Objective — All of the records below need to be copied exactly.

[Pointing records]

_ _ _ _

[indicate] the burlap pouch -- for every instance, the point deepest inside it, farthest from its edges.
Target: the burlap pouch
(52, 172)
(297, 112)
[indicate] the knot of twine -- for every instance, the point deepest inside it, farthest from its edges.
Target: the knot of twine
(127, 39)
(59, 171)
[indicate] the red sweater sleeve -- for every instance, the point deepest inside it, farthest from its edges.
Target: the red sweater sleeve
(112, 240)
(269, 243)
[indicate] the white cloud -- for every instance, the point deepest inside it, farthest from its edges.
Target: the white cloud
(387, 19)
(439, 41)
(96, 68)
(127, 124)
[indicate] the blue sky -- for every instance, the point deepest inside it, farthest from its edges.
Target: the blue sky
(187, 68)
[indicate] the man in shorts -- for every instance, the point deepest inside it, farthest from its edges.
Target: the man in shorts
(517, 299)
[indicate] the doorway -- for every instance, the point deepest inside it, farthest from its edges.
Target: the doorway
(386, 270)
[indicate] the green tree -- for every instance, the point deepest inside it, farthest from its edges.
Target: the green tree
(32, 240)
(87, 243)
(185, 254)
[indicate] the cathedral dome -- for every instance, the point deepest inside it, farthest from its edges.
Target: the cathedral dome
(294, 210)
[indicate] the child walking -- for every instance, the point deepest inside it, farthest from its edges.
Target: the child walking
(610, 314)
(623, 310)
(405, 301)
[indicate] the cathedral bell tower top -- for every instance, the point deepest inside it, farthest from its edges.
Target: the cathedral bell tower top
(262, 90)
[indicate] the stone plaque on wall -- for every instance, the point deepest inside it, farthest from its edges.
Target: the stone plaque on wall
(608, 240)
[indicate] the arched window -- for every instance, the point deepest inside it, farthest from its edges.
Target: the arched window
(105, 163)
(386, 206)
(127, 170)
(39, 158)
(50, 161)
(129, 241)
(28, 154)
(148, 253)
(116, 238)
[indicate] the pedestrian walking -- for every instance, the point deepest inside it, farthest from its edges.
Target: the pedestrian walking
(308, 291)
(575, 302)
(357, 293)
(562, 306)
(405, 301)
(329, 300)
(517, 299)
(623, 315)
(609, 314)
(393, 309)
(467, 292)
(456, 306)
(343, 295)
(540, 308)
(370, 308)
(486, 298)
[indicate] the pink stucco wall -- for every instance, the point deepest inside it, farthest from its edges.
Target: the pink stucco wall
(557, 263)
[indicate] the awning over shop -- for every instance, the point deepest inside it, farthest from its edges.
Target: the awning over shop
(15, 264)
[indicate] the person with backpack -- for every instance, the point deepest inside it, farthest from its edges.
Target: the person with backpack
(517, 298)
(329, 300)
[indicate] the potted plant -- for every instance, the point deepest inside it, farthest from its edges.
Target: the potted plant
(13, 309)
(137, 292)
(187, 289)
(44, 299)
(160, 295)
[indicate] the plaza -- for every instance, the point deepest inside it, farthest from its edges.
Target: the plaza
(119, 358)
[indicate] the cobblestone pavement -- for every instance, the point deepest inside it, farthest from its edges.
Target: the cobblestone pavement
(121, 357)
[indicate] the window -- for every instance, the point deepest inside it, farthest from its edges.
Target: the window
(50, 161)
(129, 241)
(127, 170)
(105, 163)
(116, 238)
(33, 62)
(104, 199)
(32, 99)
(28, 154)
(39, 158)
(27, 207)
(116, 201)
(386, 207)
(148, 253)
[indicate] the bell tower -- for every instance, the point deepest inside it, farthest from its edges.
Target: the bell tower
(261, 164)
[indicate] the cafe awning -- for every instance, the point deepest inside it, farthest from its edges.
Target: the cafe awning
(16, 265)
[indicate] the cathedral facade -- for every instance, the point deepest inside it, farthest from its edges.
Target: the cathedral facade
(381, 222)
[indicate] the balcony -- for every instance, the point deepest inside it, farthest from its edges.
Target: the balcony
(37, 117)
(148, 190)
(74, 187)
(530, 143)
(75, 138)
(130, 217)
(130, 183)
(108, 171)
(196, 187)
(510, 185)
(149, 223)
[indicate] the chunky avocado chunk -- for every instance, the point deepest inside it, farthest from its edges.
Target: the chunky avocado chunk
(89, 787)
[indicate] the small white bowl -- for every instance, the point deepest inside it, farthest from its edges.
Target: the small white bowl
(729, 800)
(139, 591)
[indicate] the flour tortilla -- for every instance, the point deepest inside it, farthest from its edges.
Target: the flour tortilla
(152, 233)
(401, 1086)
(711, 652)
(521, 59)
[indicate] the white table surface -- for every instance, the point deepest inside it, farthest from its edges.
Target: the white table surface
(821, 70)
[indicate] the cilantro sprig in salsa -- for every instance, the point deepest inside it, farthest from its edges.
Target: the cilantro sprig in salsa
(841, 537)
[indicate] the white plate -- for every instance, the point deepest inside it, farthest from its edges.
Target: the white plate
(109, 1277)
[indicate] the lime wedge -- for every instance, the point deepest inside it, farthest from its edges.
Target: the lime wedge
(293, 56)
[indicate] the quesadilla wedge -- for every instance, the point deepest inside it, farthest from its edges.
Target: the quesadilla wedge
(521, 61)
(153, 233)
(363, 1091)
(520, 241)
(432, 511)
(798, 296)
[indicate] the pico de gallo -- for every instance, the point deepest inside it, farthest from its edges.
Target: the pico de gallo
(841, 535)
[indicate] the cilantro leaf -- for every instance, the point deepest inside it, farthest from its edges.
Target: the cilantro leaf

_ _ _ _

Task response —
[indicate] the burlap pouch -- for every instance, the point deepest inside it, farthest from its edges.
Target: the burlap pouch
(52, 172)
(297, 112)
[indicate] the knot of twine -- for every instance, the point deepest inside it, farthest from its edges.
Target: the knot of twine
(127, 39)
(59, 171)
[indicate] the red sweater sleeve -- for every instance, the point deepest inside it, farthest from its edges.
Target: the red sweater sleeve
(112, 240)
(269, 243)
[indicate] the white cloud -- for every instance, the point deepest inside it, farthest from its edges.
Target: the white cloud
(387, 19)
(439, 41)
(96, 68)
(127, 124)
[indicate] the blue sky -- for every instance, the point deepest inside it, farthest from its edges.
Target: the blue sky
(187, 68)
[indicate] the man in shorts -- for every instance, the point deepest inside it, farthest from its edges.
Target: the man in shorts
(517, 299)
[indicate] the doorway -- for every instance, the point deepest inside it, farthest from its edges.
Target: the doorway
(386, 270)
[indicate] the green tree -- for every instance, the point deepest inside it, farthest from its edges.
Target: the green tree
(32, 240)
(87, 243)
(185, 254)
[indicate] the cathedral dome -- for every instance, the point deepest inside it, farthest from its edges.
Target: the cathedral dome
(294, 210)
[indicate] the child walking -- for every instance, the point deepest inside it, farthest from its edges.
Target: the child walking
(610, 314)
(623, 310)
(405, 301)
[indicate] the cathedral bell tower top -- for every instance, the point deepest inside it, farthest from its edges.
Target: the cathedral bell tower top
(262, 90)
[indicate] the stone plaque on wall -- for every instance, the point deepest inside it, farthest from its edges.
Target: the stone plaque on wall
(608, 240)
[indicate] the arched window -- for every instance, the point deepest inside it, farthest from its edges.
Target: the arched window
(105, 163)
(386, 206)
(127, 170)
(39, 158)
(50, 161)
(129, 241)
(28, 154)
(148, 253)
(116, 238)
[indicate] the pedestrian walking -- for every instance, the point deepest inside it, farthest from its edges.
Target: the pedestrian walking
(308, 291)
(575, 302)
(357, 293)
(562, 306)
(405, 301)
(329, 300)
(517, 299)
(623, 315)
(609, 314)
(393, 309)
(467, 292)
(456, 306)
(343, 295)
(540, 308)
(370, 308)
(486, 298)
[indicate] the pink stucco wall -- for every instance, the point deepest inside it, farthest from its edges.
Target: the pink stucco wall
(557, 263)
[indicate] the awning over shop -- for every instance, the point deepest inside it, farthest from its edges.
Target: the awning over shop
(15, 264)
[indicate] the person with backpack -- for every instance, the point deepest inside it, farthest from its edges.
Target: the person with backpack
(517, 298)
(329, 300)
[indicate] the potted plant -- for every instance, the point deepest inside it, farthest from its edges.
Target: the potted plant
(13, 309)
(137, 292)
(187, 289)
(44, 299)
(160, 295)
[indicate] the plaza -- for every instance, the point deepest inside it, farthest from its edges.
Target: the plaza
(119, 358)
[indicate] the cobblestone pavement -- for every instance, the point deepest inside it, farthest from its edges.
Target: the cobblestone pavement
(121, 357)
[indicate] the window -- for every instance, the point deepest inside it, farthest from its edges.
Target: the window
(50, 161)
(129, 241)
(127, 170)
(105, 163)
(116, 238)
(33, 62)
(104, 199)
(32, 99)
(28, 154)
(39, 158)
(27, 207)
(116, 201)
(386, 207)
(148, 253)
[indicate] the bell tower -- for every instance, the point deepest inside it, farthest from its edges.
Target: the bell tower
(261, 164)
[indicate] the cafe awning -- for every instance, the point deepest inside it, farthest from its edges.
Target: the cafe awning
(16, 265)
[indicate] the cathedral facade -- for every instance, the point deepest inside it, farthest from its edges.
Target: the cathedral facade
(381, 222)
[indicate] the balcony -- for every instance, the point deepest inside it, farthest from its edges.
Target: the balcony
(37, 117)
(148, 190)
(74, 187)
(530, 143)
(75, 138)
(130, 217)
(130, 183)
(108, 171)
(196, 187)
(510, 185)
(149, 223)
[indicate] the chunky avocado chunk -- for every instance, the point deepest inside it, farthest from its edges.
Target: the chunky avocado chunk
(89, 787)
[indicate] the small white bowl -- for every instance, the point deepest inside it, farthest from its edges.
Target: the small white bowl
(729, 800)
(139, 591)
[indicate] the flour tortilla -- for every instance, the point deepest inside it, farthest from its edges.
Target: the flour tortilla
(152, 233)
(401, 1086)
(711, 652)
(521, 59)
[indicate] the white table surface -- for every instance, the point deepest inside it, farthest from its edges.
Target: the white table surface
(821, 70)
[indicate] the cilantro sprig in salsa -- for every instance, the point deepest inside it, farthest from its edges.
Target: the cilantro sprig in salsa
(841, 537)
[indicate] the white plate -- for every instance, the point deepest inside it, farthest from its edges.
Target: the white plate
(109, 1277)
[indicate] the lime wedge -- for every instance, the point deepest inside it, farthest from its edges.
Target: the lime wedge
(293, 56)
[indicate] the quesadilla wedge -- for every instance, the point deepest inside it, farthest from its edges.
Target: the quesadilla wedge
(521, 61)
(153, 233)
(363, 1091)
(520, 241)
(432, 511)
(798, 296)
[indicate] the pico de gallo -- for every instance, the point deepest inside it, farthest from its edges.
Target: the pico de gallo
(841, 535)
[indicate] the cilantro leaf -- for every instance, the point deepest inside it, farthest from its edges.
Target: the cilantro leaf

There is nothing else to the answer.